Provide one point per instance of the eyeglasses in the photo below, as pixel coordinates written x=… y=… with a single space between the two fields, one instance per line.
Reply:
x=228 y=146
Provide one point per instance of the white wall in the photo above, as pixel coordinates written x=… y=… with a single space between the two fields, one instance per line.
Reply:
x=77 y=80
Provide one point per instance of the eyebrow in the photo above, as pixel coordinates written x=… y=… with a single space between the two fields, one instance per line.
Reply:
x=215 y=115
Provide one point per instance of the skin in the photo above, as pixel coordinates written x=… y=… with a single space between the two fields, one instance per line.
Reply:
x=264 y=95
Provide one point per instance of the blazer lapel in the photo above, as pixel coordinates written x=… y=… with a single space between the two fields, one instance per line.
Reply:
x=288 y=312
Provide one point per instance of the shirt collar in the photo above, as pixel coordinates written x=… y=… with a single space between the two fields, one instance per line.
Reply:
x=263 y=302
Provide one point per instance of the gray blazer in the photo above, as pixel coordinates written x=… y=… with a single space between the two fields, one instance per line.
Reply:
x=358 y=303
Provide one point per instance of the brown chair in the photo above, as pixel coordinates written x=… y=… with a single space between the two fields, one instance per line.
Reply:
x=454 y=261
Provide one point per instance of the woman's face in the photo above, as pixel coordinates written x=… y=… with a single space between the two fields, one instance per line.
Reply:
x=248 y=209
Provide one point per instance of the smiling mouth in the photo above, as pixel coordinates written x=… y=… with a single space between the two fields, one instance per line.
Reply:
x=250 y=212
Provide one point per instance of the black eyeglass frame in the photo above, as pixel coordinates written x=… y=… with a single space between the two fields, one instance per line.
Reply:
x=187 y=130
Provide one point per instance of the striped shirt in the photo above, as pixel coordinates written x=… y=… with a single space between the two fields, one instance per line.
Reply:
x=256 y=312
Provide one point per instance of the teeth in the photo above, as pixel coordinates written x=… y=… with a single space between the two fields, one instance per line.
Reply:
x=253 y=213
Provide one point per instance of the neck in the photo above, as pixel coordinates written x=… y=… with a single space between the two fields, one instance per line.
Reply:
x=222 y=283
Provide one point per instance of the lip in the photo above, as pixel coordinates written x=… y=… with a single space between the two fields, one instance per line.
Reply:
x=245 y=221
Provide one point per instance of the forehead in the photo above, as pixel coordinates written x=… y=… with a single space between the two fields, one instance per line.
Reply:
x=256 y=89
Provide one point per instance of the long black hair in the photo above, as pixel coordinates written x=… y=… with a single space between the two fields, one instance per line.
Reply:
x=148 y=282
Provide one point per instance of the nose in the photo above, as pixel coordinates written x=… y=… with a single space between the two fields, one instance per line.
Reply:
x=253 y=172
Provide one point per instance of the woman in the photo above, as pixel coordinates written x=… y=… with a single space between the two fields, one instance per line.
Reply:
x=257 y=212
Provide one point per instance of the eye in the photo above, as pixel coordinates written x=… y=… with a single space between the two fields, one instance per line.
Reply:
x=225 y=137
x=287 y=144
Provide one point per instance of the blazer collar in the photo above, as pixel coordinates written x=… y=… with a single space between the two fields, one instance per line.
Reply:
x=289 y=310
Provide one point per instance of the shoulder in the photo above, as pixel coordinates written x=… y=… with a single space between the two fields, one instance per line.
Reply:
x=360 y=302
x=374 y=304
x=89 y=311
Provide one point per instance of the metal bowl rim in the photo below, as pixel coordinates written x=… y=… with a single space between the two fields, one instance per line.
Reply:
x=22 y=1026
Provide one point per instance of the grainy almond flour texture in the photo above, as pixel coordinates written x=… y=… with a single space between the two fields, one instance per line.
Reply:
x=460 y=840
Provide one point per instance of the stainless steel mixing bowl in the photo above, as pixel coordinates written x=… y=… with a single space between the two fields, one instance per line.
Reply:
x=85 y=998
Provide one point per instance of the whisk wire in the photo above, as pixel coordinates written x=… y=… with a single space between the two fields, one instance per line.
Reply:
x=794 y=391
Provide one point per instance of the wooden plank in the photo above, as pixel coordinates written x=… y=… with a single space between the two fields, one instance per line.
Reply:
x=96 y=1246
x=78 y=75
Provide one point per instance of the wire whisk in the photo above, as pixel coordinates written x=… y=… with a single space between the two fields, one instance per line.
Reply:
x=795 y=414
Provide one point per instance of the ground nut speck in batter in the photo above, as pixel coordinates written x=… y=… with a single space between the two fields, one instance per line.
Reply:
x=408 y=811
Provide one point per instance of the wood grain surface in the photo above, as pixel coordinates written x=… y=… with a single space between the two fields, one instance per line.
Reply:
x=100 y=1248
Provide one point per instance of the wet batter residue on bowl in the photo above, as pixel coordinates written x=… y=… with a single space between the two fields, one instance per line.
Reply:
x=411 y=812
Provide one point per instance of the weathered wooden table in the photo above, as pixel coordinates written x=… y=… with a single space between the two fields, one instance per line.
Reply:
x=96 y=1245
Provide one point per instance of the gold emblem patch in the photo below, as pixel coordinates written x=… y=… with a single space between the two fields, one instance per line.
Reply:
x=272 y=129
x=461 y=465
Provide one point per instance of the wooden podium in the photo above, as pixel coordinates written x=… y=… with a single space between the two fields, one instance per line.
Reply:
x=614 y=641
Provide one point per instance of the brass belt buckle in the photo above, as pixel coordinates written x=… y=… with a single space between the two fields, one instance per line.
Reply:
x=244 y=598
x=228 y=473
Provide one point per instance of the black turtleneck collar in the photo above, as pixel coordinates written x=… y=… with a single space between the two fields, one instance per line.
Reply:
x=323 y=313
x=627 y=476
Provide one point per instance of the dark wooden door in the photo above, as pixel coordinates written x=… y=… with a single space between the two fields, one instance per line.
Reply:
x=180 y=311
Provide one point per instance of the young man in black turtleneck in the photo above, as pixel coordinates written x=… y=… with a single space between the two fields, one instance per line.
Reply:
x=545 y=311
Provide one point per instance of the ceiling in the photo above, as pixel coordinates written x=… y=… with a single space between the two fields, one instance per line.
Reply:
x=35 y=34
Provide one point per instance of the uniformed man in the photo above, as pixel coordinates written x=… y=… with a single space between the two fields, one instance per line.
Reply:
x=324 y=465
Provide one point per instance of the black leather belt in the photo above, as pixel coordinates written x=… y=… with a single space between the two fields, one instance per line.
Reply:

---------------

- WHAT THE TASK ASKS: Could you reproduce, word for word, the stretch of the listing above that starts with the line containing "Provide one point per instance of the eyebrow" and continues through the line containing "x=248 y=209", including both of those lines?

- EXERCISE RESPONSE:
Provide one point per instance of the eyebrow in the photo above, as pixel coordinates written x=… y=… with a single space between the two fields, one instance per line.
Reply:
x=215 y=115
Provide one point per instance of the skin in the photo above, as pixel coordinates written x=… y=… with a single space between the two fields, one instance per line.
Reply:
x=264 y=95
Provide one point per instance of the blazer lapel in the photo above, as pixel coordinates written x=… y=… with a single space between the two fields, one instance per line.
Reply:
x=288 y=312
Provide one point per instance of the shirt collar in the photo above, as pixel coordinates written x=… y=… with a single space between the two fields, one instance per line.
Reply:
x=263 y=302
Provide one point per instance of the gray blazer in the photo above, as pixel coordinates written x=… y=… with a single space between the two fields, one instance per line.
Reply:
x=358 y=303
Provide one point per instance of the brown chair in the photo above, as pixel coordinates written x=… y=… with a single space between the two fields, one instance per line.
Reply:
x=454 y=261
Provide one point per instance of the woman's face in the photo above, as pixel coordinates written x=… y=… with a single space between the two fields, one instance per line.
Reply:
x=248 y=209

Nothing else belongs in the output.